TEXTE RETENU »
»»
L'antimatière est pourrait être décrite comme le miroir de la matière ordinaire. C'est une forme de matière composée d'antiparticules, qui sont les opposées des particules classiques en termes de certaines de leurs propriétés physiques. Pour chaque particule de matière, il existe une antiparticule correspondante. Cette antiparticule possède la même masse que sa particule homologue, mais ses charges électriques et ses nombres quantiques internes (comme le spin, le nombre baryonique, le nombre leptonique, etc.) sont opposés. 
L'antimatière a été prédite par Paul Dirac en 1930, comme une conséquence la physique quantique lorsque sa formulation est conforme aux principes de la relativité d'Einstein. On doit à Carl Anderson la découverte, en 1932, du positon (antiélectron).
L'exemple le plus connu est celui de l'électron, qui porte une charge négative, et de son antiparticule, le positon (positron ou antiélectron), qui porte une charge positive identique en magnitude mais opposée en signe. De même, il existe des antiprotons (charge négative, opposée au proton positif), des antineutrons (charge électrique nulle comme le neutron, mais avec un nombre baryonique opposé et un moment magnétique différent), et ainsi de suite pour la plupart des particules élémentaires. Le photon est une exception notable : il est sa propre antiparticule, car il n'a ni charge ni la plupart des nombres quantiques qui pourraient être inversés.
««
EXTRAIT DES DONNÉES »
»»
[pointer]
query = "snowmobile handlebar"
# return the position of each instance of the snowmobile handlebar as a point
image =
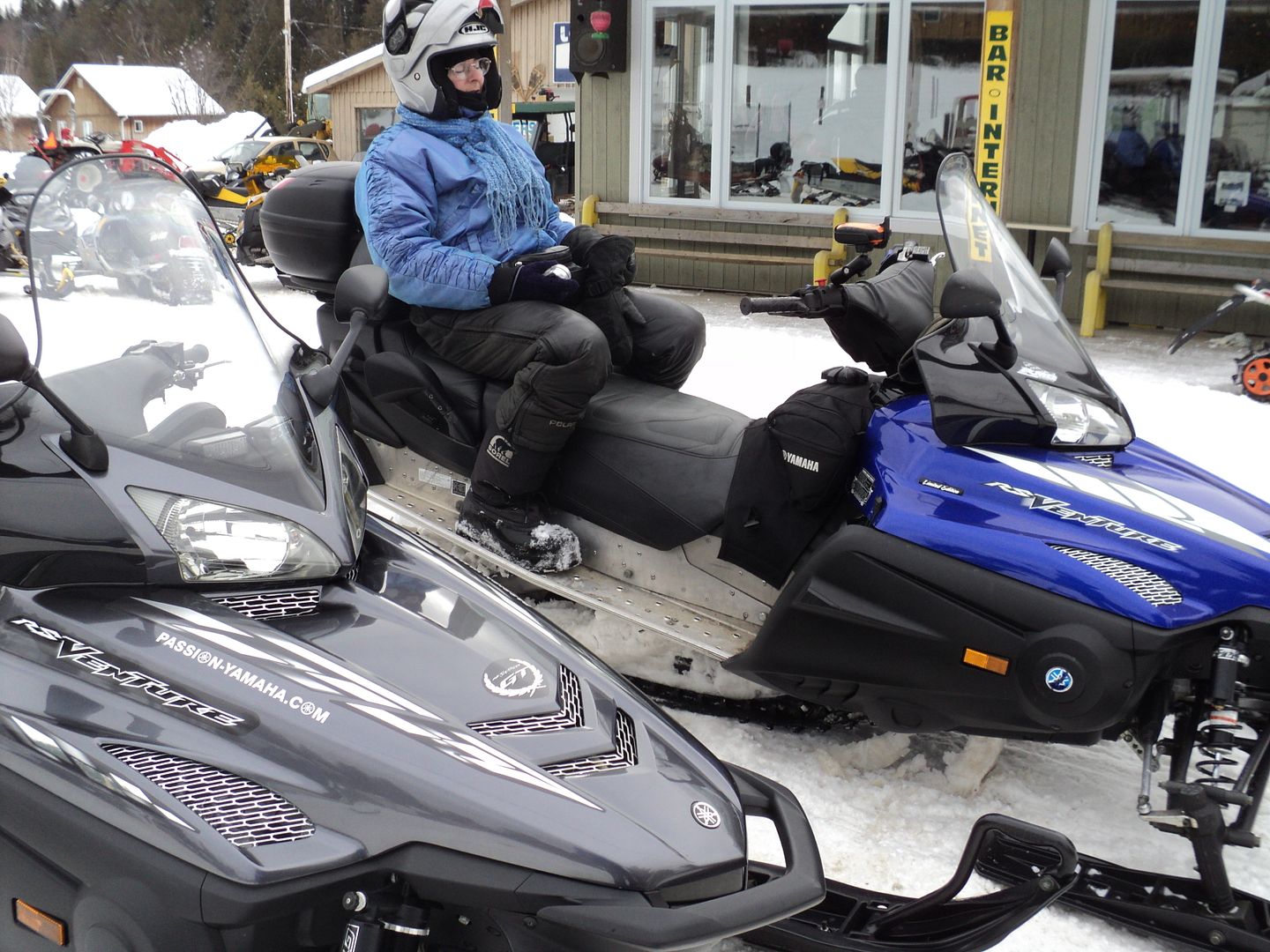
««
CONSIGNE DE L'EXERCICE »
Renvoyez sans rien modifier tout ce qui va de « L'antimatière est pourrait » jusqu'à « etc.) sont opposés. » dans le texte sur l'antimatière. Seul le texte sur l'antimatière sert de source.

CORRIGÉ PROPOSÉ »
L'antimatière est pourrait être décrite comme le miroir de la matière ordinaire. C'est une forme de matière composée d'antiparticules, qui sont les opposées des particules classiques en termes de certaines de leurs propriétés physiques. Pour chaque particule de matière, il existe une antiparticule correspondante. Cette antiparticule possède la même masse que sa particule homologue, mais ses charges électriques et ses nombres quantiques internes (comme le spin, le nombre baryonique, le nombre leptonique, etc.) sont opposés.